▼▼▼

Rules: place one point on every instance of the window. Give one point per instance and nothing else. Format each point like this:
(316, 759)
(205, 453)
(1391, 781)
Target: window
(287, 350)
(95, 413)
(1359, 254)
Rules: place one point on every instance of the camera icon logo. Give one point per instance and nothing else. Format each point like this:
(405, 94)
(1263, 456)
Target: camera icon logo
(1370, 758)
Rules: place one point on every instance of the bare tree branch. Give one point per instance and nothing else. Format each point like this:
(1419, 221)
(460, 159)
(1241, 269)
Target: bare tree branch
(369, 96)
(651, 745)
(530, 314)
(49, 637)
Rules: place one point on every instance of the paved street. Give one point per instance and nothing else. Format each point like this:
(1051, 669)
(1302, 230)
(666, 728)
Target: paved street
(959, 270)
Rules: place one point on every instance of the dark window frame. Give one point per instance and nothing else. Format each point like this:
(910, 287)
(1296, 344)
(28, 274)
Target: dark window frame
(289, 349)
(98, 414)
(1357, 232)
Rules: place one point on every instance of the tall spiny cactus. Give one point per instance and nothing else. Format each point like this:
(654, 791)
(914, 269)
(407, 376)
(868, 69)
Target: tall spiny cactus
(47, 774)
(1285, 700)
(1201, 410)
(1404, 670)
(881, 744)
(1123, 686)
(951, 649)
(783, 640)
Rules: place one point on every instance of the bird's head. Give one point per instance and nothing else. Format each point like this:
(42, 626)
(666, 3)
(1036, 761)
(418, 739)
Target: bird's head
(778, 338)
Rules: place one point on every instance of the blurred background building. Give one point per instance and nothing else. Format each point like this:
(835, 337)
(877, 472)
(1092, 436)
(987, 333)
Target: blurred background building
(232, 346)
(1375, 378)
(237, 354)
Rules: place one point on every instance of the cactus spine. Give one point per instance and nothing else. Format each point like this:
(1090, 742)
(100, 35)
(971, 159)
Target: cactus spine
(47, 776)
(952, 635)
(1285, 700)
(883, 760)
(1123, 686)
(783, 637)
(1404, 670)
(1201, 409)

▲▲▲

* What the exercise asks:
Each record above needs to be written out exactly, with nothing left out.

* Solution for this task:
Rules: place one point on every instance of the window. Give one point per instance and nothing else. Format each point like this:
(316, 759)
(205, 453)
(1391, 781)
Target: window
(287, 350)
(95, 413)
(1359, 254)
Rules: place one point on every instance of the camera icon logo. Give one point per instance and nothing else. Format each point like this:
(405, 94)
(1263, 456)
Target: camera icon logo
(1370, 758)
Rules: place one point on every instance of the bare tree branch. Give one point per instance and nothing else. Format each point like this:
(1419, 221)
(460, 159)
(1241, 269)
Target: bare tree branch
(369, 96)
(651, 745)
(530, 314)
(49, 637)
Rules: place one point on every instance of the paved street. Give one point per instance and nothing else. Format each point like this:
(1051, 669)
(1302, 230)
(666, 728)
Target: paved street
(959, 270)
Rules: place one point on every instance of the dark window frame. Give one point per instance and nothing else. Format each point like this:
(910, 287)
(1296, 344)
(28, 274)
Target: dark window frame
(289, 349)
(98, 414)
(1357, 232)
Rules: place one point on every instance of the tall spiny cactus. Give one point per instance and nothing else. Format each point like this:
(654, 791)
(914, 269)
(407, 376)
(868, 69)
Target: tall spiny cactus
(47, 774)
(1285, 700)
(1201, 410)
(1404, 670)
(881, 744)
(1123, 686)
(951, 649)
(783, 640)
Rules: place one point on every instance of the bird's head. Give one point per instance and nothing else. Format each point like this:
(42, 626)
(666, 3)
(1036, 761)
(418, 739)
Target: bird's head
(778, 338)
Rules: place one point on every instance of the blurred background building. Give one point per instance and nothing else. Format each point like this:
(835, 337)
(877, 472)
(1092, 436)
(987, 333)
Target: blurred background building
(232, 346)
(1375, 378)
(237, 354)
Rules: place one point on every instance of the cactus spine. Give one point per instance and nothing else. Format each point like this:
(1090, 742)
(100, 35)
(971, 159)
Target: cactus spine
(47, 776)
(952, 635)
(1285, 700)
(883, 760)
(1123, 686)
(783, 637)
(1404, 670)
(1201, 409)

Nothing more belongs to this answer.